Substitute "point finder" for "locate helper" in the records, starting at their beginning and going on through the line with "x=371 y=258". Give those lines again with nothing else altered.

:: Collected data entries ::
────

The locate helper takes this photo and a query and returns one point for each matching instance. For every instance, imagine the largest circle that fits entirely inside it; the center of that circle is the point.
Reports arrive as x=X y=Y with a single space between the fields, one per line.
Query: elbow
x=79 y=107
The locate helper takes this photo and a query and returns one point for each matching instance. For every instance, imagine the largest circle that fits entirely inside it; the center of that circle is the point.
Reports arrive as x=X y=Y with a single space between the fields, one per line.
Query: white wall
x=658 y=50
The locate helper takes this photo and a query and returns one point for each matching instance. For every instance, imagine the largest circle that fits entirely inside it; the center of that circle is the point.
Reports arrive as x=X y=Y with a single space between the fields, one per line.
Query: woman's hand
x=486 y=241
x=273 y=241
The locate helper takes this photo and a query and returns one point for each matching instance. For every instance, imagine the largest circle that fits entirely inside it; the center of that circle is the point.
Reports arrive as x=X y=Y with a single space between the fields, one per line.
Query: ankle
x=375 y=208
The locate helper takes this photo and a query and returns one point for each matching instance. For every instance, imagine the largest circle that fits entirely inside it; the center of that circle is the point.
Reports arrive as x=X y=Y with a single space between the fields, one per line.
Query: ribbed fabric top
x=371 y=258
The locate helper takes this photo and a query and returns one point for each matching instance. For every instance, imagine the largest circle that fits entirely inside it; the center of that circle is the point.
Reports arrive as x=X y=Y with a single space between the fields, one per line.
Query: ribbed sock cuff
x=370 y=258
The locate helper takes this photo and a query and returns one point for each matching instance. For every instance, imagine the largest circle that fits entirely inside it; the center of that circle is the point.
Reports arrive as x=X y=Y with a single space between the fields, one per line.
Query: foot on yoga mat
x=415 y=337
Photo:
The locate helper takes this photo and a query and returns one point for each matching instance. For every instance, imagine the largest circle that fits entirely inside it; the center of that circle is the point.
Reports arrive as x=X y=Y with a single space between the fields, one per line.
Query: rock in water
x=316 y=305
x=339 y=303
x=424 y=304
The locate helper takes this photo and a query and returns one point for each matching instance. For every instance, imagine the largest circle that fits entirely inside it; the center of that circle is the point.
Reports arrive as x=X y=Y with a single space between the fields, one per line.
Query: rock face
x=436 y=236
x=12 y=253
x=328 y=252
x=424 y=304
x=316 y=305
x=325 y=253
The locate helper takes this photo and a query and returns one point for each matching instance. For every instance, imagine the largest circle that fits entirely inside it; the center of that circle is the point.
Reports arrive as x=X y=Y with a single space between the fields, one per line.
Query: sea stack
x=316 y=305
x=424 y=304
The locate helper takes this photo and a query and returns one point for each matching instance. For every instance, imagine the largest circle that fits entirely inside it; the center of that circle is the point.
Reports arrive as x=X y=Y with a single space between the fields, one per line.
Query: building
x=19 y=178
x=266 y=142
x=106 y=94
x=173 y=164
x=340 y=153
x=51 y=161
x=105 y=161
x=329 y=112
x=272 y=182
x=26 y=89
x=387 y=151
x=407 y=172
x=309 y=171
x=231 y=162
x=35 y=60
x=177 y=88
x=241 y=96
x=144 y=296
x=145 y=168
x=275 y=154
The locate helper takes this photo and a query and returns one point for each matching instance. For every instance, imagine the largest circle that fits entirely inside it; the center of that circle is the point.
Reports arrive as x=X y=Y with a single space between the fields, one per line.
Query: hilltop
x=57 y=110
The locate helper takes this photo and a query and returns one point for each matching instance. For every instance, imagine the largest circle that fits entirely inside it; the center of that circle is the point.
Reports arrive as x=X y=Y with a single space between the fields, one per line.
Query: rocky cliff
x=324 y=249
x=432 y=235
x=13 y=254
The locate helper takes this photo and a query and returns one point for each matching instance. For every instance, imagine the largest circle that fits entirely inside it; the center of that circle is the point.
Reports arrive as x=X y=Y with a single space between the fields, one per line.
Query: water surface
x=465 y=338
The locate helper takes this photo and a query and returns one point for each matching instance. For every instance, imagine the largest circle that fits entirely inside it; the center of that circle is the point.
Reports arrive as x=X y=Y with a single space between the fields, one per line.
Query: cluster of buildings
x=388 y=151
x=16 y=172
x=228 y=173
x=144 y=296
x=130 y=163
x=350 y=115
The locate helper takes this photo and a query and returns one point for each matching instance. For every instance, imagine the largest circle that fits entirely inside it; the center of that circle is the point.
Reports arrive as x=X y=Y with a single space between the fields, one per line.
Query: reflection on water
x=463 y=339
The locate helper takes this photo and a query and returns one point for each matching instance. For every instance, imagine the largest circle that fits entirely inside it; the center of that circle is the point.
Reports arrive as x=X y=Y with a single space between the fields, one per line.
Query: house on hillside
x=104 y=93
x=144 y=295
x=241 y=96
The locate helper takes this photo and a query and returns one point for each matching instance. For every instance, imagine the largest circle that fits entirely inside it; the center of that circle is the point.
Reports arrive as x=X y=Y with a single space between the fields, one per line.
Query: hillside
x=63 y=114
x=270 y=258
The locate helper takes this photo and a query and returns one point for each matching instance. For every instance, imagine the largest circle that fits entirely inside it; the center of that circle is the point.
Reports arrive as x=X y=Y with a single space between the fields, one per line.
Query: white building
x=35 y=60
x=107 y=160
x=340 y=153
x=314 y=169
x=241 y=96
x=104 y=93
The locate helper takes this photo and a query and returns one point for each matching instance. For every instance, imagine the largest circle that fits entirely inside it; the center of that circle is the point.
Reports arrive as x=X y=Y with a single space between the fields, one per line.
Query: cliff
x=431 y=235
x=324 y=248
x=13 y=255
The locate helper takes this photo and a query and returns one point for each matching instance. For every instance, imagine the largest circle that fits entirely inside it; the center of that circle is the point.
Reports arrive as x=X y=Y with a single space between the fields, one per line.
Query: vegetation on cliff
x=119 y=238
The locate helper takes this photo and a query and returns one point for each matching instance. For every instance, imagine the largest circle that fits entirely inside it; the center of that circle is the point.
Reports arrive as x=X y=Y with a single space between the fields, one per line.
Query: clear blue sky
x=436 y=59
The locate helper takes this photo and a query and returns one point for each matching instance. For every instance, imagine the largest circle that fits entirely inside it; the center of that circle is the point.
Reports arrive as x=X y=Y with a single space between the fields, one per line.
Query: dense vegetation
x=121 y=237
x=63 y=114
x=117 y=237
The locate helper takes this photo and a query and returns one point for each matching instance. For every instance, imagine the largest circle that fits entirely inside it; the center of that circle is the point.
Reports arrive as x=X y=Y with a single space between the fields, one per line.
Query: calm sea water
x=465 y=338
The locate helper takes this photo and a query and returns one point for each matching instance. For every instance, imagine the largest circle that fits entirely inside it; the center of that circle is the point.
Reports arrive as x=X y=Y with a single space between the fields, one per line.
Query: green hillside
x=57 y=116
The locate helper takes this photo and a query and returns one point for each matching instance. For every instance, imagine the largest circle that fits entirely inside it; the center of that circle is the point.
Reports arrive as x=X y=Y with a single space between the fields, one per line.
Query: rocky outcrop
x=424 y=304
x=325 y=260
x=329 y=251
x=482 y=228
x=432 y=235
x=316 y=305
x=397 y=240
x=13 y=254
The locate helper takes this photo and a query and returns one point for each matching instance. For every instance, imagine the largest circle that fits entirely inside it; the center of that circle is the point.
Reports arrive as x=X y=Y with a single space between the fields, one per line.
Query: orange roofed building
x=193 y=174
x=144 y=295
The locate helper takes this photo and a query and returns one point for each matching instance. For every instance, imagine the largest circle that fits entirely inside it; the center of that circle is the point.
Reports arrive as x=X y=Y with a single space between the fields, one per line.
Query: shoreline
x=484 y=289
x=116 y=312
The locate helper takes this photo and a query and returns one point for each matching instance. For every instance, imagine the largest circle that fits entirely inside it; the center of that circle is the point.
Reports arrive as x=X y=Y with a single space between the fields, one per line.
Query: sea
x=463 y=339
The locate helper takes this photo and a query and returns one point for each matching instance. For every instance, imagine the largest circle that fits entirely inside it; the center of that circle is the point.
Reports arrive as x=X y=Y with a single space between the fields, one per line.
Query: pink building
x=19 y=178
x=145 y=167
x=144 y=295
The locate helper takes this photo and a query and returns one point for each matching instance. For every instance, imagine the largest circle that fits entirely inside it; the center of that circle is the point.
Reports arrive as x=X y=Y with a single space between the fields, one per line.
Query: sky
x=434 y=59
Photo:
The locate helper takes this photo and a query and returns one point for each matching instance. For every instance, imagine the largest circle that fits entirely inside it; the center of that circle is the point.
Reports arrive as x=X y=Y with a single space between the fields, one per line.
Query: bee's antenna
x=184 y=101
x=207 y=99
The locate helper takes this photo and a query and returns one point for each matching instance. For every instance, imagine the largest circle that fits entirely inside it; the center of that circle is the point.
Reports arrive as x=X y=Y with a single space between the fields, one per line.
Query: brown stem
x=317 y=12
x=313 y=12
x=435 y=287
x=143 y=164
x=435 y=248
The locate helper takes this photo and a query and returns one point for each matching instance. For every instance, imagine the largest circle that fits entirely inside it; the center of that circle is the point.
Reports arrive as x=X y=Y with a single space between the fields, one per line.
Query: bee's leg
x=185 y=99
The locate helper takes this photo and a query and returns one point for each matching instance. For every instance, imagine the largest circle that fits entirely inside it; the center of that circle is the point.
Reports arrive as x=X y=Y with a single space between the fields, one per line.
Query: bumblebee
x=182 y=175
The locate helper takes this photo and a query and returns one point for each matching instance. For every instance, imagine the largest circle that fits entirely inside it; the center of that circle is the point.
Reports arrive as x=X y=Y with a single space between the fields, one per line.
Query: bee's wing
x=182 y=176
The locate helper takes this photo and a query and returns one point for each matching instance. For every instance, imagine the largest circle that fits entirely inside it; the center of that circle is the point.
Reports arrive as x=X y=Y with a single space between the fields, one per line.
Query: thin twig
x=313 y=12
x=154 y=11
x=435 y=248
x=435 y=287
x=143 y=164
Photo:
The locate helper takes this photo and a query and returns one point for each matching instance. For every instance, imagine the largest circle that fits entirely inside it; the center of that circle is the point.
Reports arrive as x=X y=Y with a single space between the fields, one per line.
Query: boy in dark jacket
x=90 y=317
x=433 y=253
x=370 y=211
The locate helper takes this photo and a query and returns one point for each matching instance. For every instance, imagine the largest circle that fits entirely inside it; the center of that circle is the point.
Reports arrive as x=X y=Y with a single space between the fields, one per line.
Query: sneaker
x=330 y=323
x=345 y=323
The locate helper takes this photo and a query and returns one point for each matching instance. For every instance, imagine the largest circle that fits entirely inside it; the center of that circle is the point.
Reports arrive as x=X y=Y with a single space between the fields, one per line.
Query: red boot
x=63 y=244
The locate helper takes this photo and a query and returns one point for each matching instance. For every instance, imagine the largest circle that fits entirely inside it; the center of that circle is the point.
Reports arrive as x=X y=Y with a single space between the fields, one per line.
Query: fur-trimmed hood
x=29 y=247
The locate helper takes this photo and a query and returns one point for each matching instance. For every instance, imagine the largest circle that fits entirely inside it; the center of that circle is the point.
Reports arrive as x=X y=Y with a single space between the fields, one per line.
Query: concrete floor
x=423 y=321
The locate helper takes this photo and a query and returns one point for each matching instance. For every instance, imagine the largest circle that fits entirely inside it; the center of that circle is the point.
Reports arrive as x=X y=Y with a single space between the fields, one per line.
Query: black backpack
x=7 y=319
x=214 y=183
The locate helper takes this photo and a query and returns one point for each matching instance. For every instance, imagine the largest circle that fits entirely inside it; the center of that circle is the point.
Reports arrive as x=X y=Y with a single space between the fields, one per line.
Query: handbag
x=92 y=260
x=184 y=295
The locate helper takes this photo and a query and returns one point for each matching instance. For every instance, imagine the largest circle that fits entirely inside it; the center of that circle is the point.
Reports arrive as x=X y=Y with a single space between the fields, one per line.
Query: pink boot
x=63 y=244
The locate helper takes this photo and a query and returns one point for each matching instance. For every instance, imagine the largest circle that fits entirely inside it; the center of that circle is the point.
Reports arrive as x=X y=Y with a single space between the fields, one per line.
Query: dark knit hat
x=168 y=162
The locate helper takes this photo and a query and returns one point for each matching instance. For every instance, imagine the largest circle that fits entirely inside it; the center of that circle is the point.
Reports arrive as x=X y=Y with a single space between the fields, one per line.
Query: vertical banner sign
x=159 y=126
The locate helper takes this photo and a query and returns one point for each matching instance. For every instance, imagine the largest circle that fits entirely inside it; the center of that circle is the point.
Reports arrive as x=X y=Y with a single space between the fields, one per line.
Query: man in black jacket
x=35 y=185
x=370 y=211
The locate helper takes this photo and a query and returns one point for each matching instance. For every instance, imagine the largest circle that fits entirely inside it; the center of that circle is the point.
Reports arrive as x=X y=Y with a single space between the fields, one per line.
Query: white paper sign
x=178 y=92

────

:: Solution to this problem ::
The point finder takes this photo and a query and returns one point for each matching instance. For every instance, imagine the largest circle that fits entirely inside it; the center of that circle is the point.
Reports arrive as x=X y=Y with a single space between the fields, one per line.
Query: elbow
x=79 y=107
The point finder takes this photo and a query and returns one point for each matching instance. For every instance, imagine the largest circle that fits entirely inside it; the center of that circle is the point.
Reports arrive as x=X y=Y with a single space between the fields, one per line.
Query: white wall
x=658 y=50
The point finder takes this photo and a query and returns one point for each matching instance. For every instance, imagine the largest circle that fits entirely inside it; the center of that circle is the point.
Reports arrive as x=X y=Y with a single space between the fields, one per line.
Query: woman's hand
x=486 y=241
x=273 y=241
The point finder takes this photo and a query and returns one point for each matching instance. For every instance, imagine the largest circle that fits entirely inside it; the center of that circle is the point.
Reports arrive as x=X y=Y with a single space between the fields, one per line.
Query: ankle
x=375 y=208
The point finder takes this photo and a query and returns one point for each matching instance. For every instance, imagine the largest circle that fits entirely inside it; the center of that circle is the point.
Reports arrive as x=X y=Y with a single space between the fields, one per line.
Query: ribbed fabric top
x=371 y=258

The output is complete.